*** Opening of Material for this exercise ***

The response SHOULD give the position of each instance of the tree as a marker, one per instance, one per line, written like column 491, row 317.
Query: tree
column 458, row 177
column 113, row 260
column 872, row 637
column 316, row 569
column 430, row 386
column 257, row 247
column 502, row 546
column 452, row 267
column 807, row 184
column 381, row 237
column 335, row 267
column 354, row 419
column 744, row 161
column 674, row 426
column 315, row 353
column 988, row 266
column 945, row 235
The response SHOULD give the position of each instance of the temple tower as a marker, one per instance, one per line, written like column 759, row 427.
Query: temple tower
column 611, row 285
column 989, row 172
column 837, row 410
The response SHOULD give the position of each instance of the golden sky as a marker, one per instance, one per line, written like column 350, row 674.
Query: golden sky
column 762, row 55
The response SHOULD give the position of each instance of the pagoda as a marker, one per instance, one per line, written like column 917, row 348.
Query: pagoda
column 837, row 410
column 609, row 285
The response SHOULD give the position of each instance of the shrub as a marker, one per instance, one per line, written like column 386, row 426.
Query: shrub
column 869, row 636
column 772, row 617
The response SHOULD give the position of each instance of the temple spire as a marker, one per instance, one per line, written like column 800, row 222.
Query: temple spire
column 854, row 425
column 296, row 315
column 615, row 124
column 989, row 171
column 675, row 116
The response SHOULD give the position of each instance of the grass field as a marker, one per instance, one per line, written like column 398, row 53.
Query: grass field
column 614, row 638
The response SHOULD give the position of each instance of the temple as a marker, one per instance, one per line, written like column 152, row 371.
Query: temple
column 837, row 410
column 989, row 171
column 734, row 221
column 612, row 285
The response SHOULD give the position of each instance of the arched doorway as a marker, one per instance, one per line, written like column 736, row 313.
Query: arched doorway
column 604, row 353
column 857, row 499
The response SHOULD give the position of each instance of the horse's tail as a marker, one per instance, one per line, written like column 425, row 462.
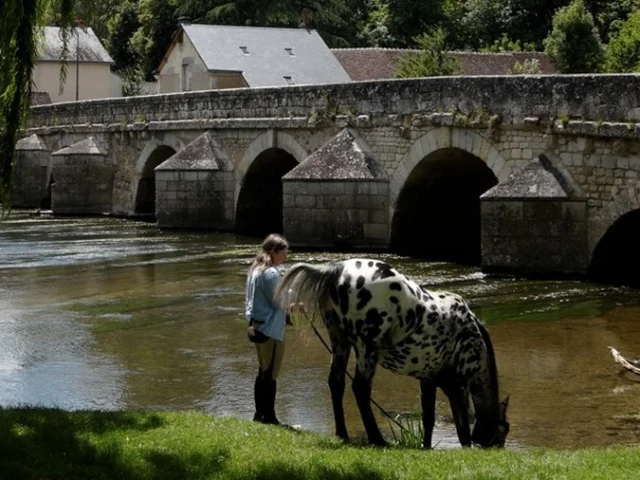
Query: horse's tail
column 309, row 284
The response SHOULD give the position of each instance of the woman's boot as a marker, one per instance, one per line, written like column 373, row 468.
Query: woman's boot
column 258, row 395
column 269, row 396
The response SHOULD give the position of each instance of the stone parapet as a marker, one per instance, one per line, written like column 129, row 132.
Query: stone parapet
column 511, row 99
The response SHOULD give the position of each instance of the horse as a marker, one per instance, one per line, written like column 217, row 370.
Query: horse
column 387, row 319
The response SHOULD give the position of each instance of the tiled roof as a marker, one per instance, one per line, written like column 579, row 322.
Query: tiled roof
column 267, row 56
column 91, row 50
column 381, row 63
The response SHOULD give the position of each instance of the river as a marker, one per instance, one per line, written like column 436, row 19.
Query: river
column 109, row 314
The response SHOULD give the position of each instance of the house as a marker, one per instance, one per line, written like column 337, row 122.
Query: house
column 203, row 57
column 382, row 63
column 88, row 67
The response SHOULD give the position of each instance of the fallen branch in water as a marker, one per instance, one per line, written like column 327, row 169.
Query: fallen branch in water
column 630, row 365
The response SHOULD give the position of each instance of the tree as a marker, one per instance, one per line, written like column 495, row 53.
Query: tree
column 19, row 37
column 573, row 44
column 158, row 23
column 431, row 61
column 120, row 30
column 623, row 51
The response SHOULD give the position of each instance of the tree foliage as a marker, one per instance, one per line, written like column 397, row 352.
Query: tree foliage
column 574, row 44
column 623, row 52
column 432, row 59
column 120, row 30
column 19, row 39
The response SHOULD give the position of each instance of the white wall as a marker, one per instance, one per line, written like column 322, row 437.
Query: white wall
column 95, row 81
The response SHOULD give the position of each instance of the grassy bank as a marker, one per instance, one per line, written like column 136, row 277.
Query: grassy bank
column 52, row 444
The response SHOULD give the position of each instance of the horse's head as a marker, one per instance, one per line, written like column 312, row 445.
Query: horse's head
column 489, row 434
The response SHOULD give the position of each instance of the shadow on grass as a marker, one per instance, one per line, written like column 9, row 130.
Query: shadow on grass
column 52, row 444
column 285, row 471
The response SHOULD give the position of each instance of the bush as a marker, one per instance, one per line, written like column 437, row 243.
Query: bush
column 573, row 44
column 623, row 52
column 431, row 61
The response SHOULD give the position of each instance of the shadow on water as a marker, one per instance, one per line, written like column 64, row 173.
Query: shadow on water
column 126, row 317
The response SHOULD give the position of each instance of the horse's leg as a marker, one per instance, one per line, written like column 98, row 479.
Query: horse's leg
column 362, row 383
column 428, row 401
column 340, row 349
column 459, row 400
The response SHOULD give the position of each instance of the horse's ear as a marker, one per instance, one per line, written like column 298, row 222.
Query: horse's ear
column 504, row 404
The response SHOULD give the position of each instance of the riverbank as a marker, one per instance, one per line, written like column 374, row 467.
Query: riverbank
column 55, row 444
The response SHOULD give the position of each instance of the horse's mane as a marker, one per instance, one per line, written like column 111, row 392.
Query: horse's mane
column 493, row 369
column 309, row 284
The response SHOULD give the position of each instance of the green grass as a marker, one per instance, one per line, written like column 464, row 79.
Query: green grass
column 54, row 444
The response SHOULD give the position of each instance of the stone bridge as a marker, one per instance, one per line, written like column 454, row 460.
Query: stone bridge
column 517, row 173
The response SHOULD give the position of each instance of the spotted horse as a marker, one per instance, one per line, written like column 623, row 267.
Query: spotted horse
column 389, row 320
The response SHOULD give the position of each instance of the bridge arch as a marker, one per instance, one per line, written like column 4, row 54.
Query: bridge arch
column 155, row 151
column 435, row 195
column 615, row 257
column 258, row 190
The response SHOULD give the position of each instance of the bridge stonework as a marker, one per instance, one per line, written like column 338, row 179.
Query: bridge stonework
column 587, row 126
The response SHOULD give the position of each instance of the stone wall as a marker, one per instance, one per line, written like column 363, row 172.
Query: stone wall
column 339, row 213
column 194, row 199
column 513, row 99
column 534, row 236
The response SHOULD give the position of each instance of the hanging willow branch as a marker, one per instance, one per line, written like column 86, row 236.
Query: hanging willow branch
column 20, row 36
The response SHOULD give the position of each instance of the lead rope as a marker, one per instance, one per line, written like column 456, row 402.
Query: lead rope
column 384, row 412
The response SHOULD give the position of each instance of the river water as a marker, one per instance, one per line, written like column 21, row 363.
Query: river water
column 103, row 313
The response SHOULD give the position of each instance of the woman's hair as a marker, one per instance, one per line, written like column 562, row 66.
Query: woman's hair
column 271, row 245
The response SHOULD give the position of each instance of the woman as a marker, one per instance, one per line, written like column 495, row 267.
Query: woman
column 266, row 323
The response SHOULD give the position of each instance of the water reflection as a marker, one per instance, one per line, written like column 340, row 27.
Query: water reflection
column 111, row 314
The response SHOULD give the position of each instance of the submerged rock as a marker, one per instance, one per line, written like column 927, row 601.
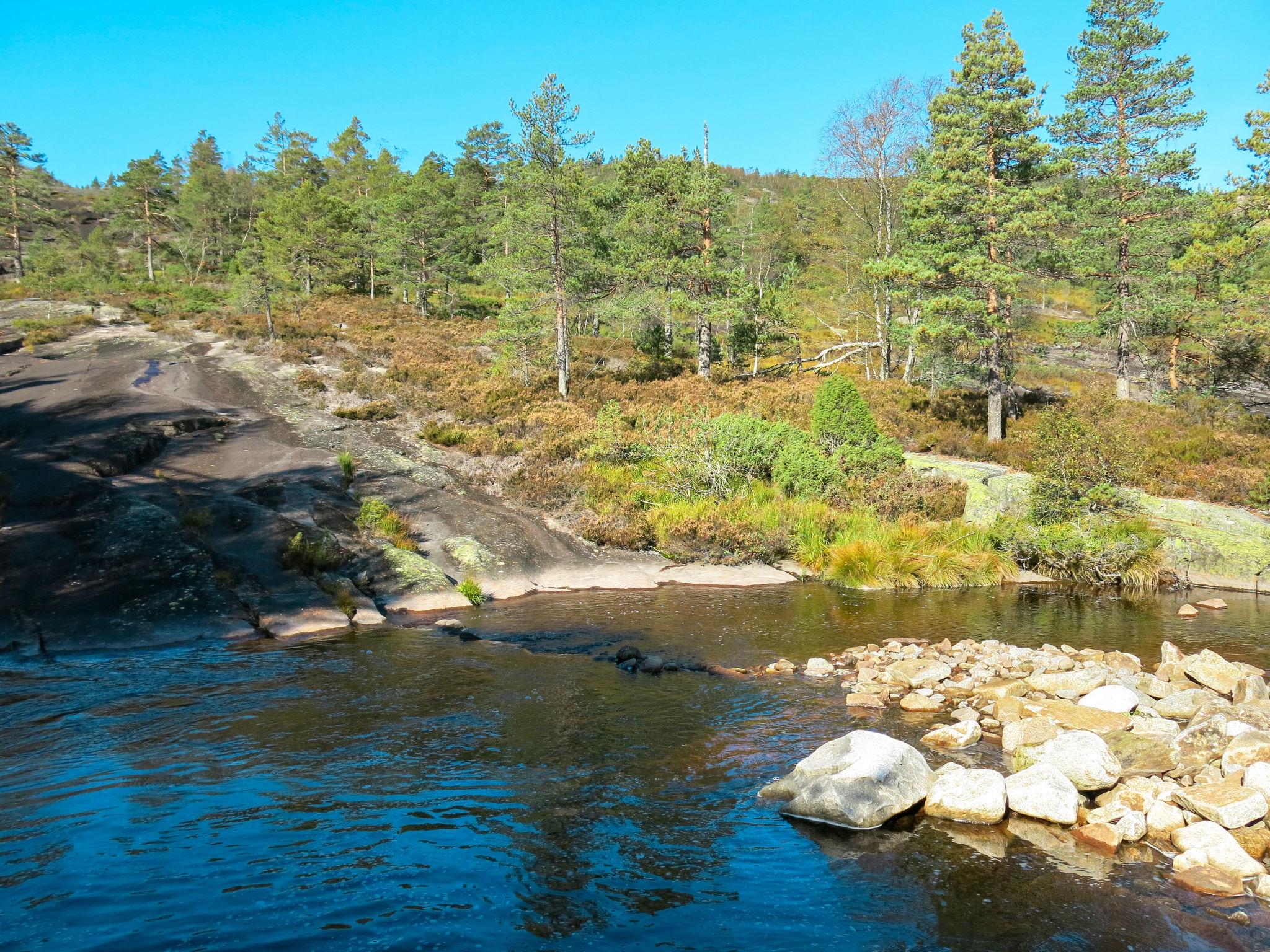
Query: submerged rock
column 1225, row 804
column 954, row 736
column 968, row 796
column 1044, row 792
column 1207, row 843
column 858, row 781
column 1140, row 756
column 1081, row 756
column 818, row 668
column 1110, row 697
column 1213, row 672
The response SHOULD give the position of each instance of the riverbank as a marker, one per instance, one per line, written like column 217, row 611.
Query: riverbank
column 1081, row 749
column 155, row 480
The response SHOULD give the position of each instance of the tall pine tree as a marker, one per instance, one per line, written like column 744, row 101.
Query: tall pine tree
column 1124, row 115
column 25, row 191
column 975, row 200
column 546, row 225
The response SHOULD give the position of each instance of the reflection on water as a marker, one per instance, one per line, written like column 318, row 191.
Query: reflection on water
column 408, row 790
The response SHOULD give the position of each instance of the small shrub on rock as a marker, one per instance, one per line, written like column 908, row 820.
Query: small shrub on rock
column 1095, row 550
column 803, row 470
column 374, row 410
column 310, row 381
column 470, row 589
column 311, row 557
column 380, row 519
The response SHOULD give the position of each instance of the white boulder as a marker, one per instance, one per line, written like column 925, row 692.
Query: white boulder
column 968, row 796
column 1110, row 697
column 859, row 781
column 1043, row 791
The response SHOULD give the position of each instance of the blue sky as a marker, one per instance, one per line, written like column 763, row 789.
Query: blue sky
column 98, row 84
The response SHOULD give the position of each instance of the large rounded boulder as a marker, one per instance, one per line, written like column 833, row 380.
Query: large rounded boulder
column 859, row 781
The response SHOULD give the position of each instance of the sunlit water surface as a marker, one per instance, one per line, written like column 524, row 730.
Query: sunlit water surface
column 409, row 790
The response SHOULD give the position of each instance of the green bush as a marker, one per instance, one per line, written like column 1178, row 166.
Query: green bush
column 1096, row 549
column 884, row 455
column 380, row 519
column 310, row 381
column 803, row 470
column 347, row 469
column 748, row 446
column 1080, row 456
column 442, row 434
column 374, row 410
column 1259, row 496
column 313, row 557
column 470, row 589
column 840, row 415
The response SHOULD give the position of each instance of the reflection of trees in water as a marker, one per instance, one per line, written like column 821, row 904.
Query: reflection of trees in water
column 603, row 788
column 967, row 886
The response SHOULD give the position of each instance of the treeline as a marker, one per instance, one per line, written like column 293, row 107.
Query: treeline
column 943, row 208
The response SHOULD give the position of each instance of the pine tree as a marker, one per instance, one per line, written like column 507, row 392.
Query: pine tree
column 285, row 157
column 305, row 238
column 25, row 193
column 424, row 232
column 478, row 186
column 658, row 243
column 373, row 213
column 141, row 205
column 546, row 225
column 975, row 197
column 1124, row 113
column 205, row 208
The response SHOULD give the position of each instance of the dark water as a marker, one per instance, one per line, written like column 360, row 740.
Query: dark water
column 408, row 790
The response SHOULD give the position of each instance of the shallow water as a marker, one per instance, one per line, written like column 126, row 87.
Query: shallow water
column 409, row 790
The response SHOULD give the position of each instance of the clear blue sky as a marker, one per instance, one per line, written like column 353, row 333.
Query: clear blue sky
column 97, row 84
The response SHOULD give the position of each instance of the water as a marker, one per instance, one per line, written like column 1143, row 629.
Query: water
column 409, row 790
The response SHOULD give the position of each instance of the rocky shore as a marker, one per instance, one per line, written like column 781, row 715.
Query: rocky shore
column 1098, row 752
column 151, row 483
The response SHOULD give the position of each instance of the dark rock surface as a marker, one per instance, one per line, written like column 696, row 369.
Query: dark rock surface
column 149, row 484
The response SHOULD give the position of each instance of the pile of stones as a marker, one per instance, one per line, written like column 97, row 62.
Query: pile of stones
column 1176, row 758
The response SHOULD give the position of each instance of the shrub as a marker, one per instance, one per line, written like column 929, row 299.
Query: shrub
column 840, row 415
column 379, row 518
column 724, row 534
column 803, row 470
column 442, row 434
column 1259, row 496
column 347, row 469
column 313, row 557
column 620, row 527
column 748, row 446
column 1096, row 550
column 309, row 381
column 47, row 330
column 374, row 410
column 881, row 456
column 1080, row 455
column 889, row 495
column 470, row 589
column 913, row 552
column 611, row 438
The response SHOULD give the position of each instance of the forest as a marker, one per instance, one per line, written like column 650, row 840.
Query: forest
column 729, row 364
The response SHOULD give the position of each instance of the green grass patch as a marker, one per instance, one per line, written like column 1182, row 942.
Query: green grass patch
column 1096, row 550
column 373, row 412
column 379, row 518
column 470, row 589
column 311, row 557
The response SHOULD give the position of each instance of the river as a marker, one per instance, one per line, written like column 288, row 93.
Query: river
column 409, row 790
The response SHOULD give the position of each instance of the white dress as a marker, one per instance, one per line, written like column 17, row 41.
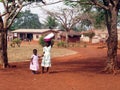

*** Close of Material for this exercise ***

## Exercise description
Starting at the line that has "Query: blue sky" and ending at the line that has "1178, row 166.", please write out the lines above exactly, leaving out all others.

## Written answer
Query: blue sky
column 98, row 84
The response SHOULD give the position of each instance of the large rounded boulder as a marker, one per instance, one per line, written like column 833, row 380.
Query: large rounded boulder
column 859, row 781
The response SHOULD give the position of each instance of the sunlit water surface as a marker, one per instance, one per line, written like column 524, row 730.
Query: sunlit water surface
column 409, row 790
The response SHOULD give the position of each instance of the green bush as a marker, one per instance, one per line, written like column 1178, row 166.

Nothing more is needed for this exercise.